■ **Tarefas do exercício**
1. Transcreva a parte do texto sobre a pesquisa da UFSC que vai de "Estudante da UFSC" até "Ozempic e Wegovy.", incluindo este último trecho.
2. Dê prosseguimento ao texto sobre a pesquisa da UFSC a partir do ponto em que ele termina.

■ **Trecho do documento**
+===+
Estudante da UFSC participa de estudo que busca desenvolver medicamentos contra obesidade
A estudante do curso de Farmácia da Universidade Federal de Santa Catarina (UFSC) Milena dos Santos Almeida é coautora de uma pesquisa publicada na revista científica Nature. O estudo Dissociable hindbrain GLP1R circuits for satiety and aversion, ou Circuitos GLP1R dissociáveis do tronco encefálico para saciedade e aversão em português, investigou regiões do cérebro ligadas à saciedade e à aversão alimentar e revelou que estas áreas possuem funções separáveis na aplicação de fármacos. A descoberta implica na possibilidade de desenvolvimento de novos medicamentos mais seguros e eficazes para a perda de peso, livres de sensação de náusea e vômito, efeitos colaterais comuns de remédios disponibilizados atualmente pela indústria farmacêutica, como Ozempic e Wegovy.
+===+
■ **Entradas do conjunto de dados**
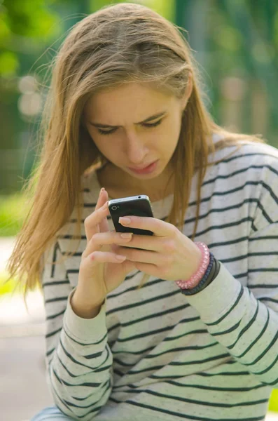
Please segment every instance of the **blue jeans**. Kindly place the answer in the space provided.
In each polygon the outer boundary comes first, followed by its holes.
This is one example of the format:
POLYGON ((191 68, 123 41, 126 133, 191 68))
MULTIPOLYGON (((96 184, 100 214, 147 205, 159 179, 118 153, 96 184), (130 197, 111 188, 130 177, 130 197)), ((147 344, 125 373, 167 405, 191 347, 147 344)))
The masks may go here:
POLYGON ((36 414, 31 421, 74 421, 74 418, 63 414, 57 406, 48 406, 36 414))

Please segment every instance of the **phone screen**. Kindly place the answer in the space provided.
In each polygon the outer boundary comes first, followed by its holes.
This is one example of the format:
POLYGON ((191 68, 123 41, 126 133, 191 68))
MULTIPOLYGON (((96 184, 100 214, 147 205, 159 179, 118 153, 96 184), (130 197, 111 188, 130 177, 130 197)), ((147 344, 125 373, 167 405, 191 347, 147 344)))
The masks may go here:
POLYGON ((119 223, 120 216, 134 215, 153 218, 151 204, 148 196, 132 196, 111 200, 109 202, 110 215, 117 232, 133 232, 140 235, 153 235, 152 231, 124 227, 119 223))

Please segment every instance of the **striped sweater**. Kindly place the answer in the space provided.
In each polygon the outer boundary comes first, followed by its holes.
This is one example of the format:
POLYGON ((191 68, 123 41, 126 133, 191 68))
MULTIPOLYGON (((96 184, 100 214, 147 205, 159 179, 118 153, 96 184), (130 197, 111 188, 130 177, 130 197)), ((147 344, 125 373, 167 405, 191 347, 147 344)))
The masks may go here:
MULTIPOLYGON (((153 276, 137 290, 142 273, 135 270, 95 318, 78 317, 69 299, 87 243, 83 225, 77 252, 53 265, 74 235, 74 210, 42 274, 48 380, 64 414, 84 421, 264 420, 278 387, 278 150, 242 143, 209 159, 230 154, 207 168, 195 241, 207 244, 221 269, 194 295, 153 276)), ((83 182, 85 219, 101 186, 95 173, 83 182)), ((196 187, 195 176, 184 217, 189 237, 196 187)), ((154 217, 164 220, 172 200, 153 202, 154 217)))

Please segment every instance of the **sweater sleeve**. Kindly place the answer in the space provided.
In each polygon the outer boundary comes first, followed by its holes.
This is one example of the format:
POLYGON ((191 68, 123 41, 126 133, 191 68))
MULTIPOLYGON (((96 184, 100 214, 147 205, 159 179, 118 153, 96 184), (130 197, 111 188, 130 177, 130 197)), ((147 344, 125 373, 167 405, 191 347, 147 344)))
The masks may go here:
MULTIPOLYGON (((248 267, 237 278, 221 262, 216 279, 188 295, 209 333, 260 382, 278 387, 278 160, 262 172, 248 238, 248 267)), ((245 257, 245 256, 244 256, 245 257)))
POLYGON ((43 267, 48 382, 60 410, 74 420, 92 420, 108 400, 112 386, 112 354, 107 344, 106 301, 91 319, 78 317, 70 299, 75 290, 58 243, 43 267))

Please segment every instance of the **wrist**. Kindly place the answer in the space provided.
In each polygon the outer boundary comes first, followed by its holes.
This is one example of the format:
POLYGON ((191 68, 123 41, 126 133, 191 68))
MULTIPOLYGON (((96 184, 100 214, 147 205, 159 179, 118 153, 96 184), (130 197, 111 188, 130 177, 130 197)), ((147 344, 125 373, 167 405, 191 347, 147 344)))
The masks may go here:
POLYGON ((104 300, 95 304, 88 303, 78 295, 78 293, 76 290, 71 297, 70 305, 74 313, 78 317, 81 319, 94 319, 99 313, 104 300))

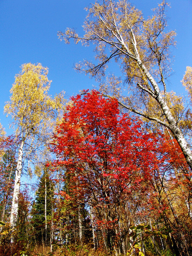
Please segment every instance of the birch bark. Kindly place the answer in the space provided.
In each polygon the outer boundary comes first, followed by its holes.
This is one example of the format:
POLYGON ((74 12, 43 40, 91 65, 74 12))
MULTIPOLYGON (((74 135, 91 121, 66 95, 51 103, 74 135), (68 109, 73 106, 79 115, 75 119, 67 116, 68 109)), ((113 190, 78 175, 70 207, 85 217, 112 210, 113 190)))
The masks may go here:
POLYGON ((19 150, 18 161, 17 162, 15 173, 14 190, 13 191, 12 205, 10 216, 10 223, 11 226, 12 227, 14 227, 16 225, 18 216, 19 196, 20 191, 21 176, 22 171, 22 159, 23 155, 23 149, 24 142, 24 139, 23 138, 19 150))

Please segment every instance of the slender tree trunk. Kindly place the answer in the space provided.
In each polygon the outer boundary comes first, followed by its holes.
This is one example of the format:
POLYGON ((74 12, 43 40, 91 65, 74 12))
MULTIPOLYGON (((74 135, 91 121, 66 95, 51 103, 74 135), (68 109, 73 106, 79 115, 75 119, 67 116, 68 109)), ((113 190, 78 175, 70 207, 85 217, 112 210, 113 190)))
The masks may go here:
POLYGON ((78 222, 79 223, 79 241, 81 245, 83 244, 83 225, 82 224, 82 220, 81 216, 80 210, 81 206, 78 206, 78 222))
MULTIPOLYGON (((58 174, 58 170, 57 170, 57 191, 58 192, 58 202, 59 205, 60 207, 60 190, 59 189, 59 175, 58 174)), ((59 218, 59 237, 60 238, 60 246, 61 246, 63 243, 62 241, 62 231, 61 230, 61 217, 59 218)), ((67 243, 67 241, 66 241, 67 243)))
POLYGON ((96 249, 96 244, 95 243, 95 230, 94 229, 94 227, 93 226, 93 209, 92 209, 92 206, 90 206, 90 215, 91 215, 91 227, 92 228, 92 233, 93 233, 93 244, 94 245, 94 249, 95 250, 96 249))
POLYGON ((45 246, 47 245, 47 170, 45 169, 45 246))
POLYGON ((192 170, 192 152, 189 145, 178 126, 177 123, 171 114, 166 101, 163 98, 156 82, 139 58, 137 60, 137 63, 152 85, 155 94, 153 98, 159 104, 169 124, 169 128, 180 146, 187 162, 191 169, 192 170))
MULTIPOLYGON (((12 205, 11 210, 10 216, 10 224, 11 226, 14 227, 16 225, 17 217, 18 216, 18 210, 19 209, 19 196, 20 192, 20 182, 21 171, 22 170, 22 159, 23 158, 23 149, 25 142, 24 139, 23 138, 19 150, 18 161, 17 165, 17 168, 15 173, 15 184, 14 190, 12 199, 12 205)), ((13 241, 13 238, 11 238, 11 242, 13 241)))
MULTIPOLYGON (((9 195, 10 193, 10 182, 11 181, 11 175, 12 175, 13 170, 13 164, 12 164, 12 166, 11 166, 11 170, 10 171, 9 176, 9 179, 8 180, 8 184, 7 185, 7 189, 6 192, 5 198, 3 204, 3 209, 2 210, 2 213, 1 214, 1 221, 3 222, 4 221, 4 217, 5 217, 5 208, 6 208, 6 206, 7 205, 7 202, 9 195)), ((1 231, 2 228, 2 226, 0 226, 0 232, 1 231)))
MULTIPOLYGON (((51 183, 49 181, 49 187, 50 188, 50 193, 51 195, 51 183)), ((51 196, 51 230, 50 231, 50 251, 53 252, 53 198, 51 196)))

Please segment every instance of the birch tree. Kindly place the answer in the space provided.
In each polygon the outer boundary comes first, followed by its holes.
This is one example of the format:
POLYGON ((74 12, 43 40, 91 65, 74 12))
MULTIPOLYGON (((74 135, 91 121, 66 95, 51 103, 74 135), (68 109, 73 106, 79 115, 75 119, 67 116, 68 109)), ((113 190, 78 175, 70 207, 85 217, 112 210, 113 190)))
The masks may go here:
POLYGON ((61 109, 62 101, 58 96, 52 99, 47 94, 51 81, 47 78, 47 68, 40 63, 31 63, 24 64, 21 68, 11 89, 10 101, 4 108, 5 112, 13 119, 16 135, 20 138, 10 217, 10 225, 13 227, 18 215, 24 151, 30 143, 29 152, 34 152, 37 143, 36 139, 42 142, 43 137, 48 134, 56 119, 57 110, 61 109))
MULTIPOLYGON (((86 8, 84 36, 79 36, 71 29, 58 34, 67 43, 73 39, 76 43, 96 46, 98 63, 85 60, 77 64, 76 68, 80 71, 100 79, 110 61, 119 63, 129 91, 128 96, 124 94, 119 99, 119 104, 169 129, 192 170, 192 152, 167 102, 166 79, 170 74, 171 47, 176 44, 175 31, 167 28, 166 9, 168 6, 163 0, 153 10, 153 16, 145 20, 140 11, 125 0, 96 1, 86 8), (146 104, 151 98, 162 111, 158 117, 146 111, 146 104)), ((119 83, 116 86, 119 87, 119 83)))

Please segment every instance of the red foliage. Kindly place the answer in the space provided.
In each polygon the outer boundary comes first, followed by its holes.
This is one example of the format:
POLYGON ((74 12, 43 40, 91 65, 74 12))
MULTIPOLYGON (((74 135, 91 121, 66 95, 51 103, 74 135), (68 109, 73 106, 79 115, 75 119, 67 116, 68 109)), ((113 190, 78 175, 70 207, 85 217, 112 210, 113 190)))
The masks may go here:
POLYGON ((139 120, 120 114, 116 99, 93 91, 71 99, 54 147, 57 164, 65 166, 79 194, 96 208, 131 197, 138 188, 145 194, 158 168, 158 139, 143 132, 139 120))

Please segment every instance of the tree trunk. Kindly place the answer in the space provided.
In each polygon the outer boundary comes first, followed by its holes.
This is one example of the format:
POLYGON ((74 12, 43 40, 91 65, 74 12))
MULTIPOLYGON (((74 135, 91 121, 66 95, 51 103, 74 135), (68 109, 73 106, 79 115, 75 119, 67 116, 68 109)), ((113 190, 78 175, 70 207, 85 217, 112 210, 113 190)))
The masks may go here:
+===+
■ **Respostas por tarefa**
1.
Estudante da UFSC participa de estudo que busca desenvolver medicamentos contra obesidade
A estudante do curso de Farmácia da Universidade Federal de Santa Catarina (UFSC) Milena dos Santos Almeida é coautora de uma pesquisa publicada na revista científica Nature. O estudo Dissociable hindbrain GLP1R circuits for satiety and aversion, ou Circuitos GLP1R dissociáveis do tronco encefálico para saciedade e aversão em português, investigou regiões do cérebro ligadas à saciedade e à aversão alimentar e revelou que estas áreas possuem funções separáveis na aplicação de fármacos. A descoberta implica na possibilidade de desenvolvimento de novos medicamentos mais seguros e eficazes para a perda de peso, livres de sensação de náusea e vômito, efeitos colaterais comuns de remédios disponibilizados atualmente pela indústria farmacêutica, como Ozempic e Wegovy.

2.
A pesquisa foi desenvolvida no Laboratório Alhadeff, coordenado pela professora Amber Alhadeff, no Monell Chemical Senses Center da Universidade da Pensilvânia (Upenn), nos Estados Unidos, e contou com a colaboração da professora Alice Adriaenssens da University College of London (UCL), de Londres, na Inglaterra.
Segundo Milena, o estudo partiu da discussão do uso de fármacos para a perda de peso que utilizam semaglutida, uma substância sintética análoga ao peptídeo semelhante ao glucagon (GLP1), um hormônio produzido pelo intestino que, dentre diversos efeitos fisiológicos, é responsável por sinalizar ao cérebro que estamos alimentados, reduzindo o apetite e aumentando a sensação de saciedade. “Se sabe que no cérebro há regiões com bastante concentração de receptores para o GLP1, que foram centrais para o nosso estudo, como o tronco encefálico, que é uma região mais posterior do cérebro, e o hipotálamo, que fica na porção mais central. Essas regiões estão muito envolvidas na questão da regulação da ingestão alimentar, no balanço entre a fome e a saciedade”, explica Milena.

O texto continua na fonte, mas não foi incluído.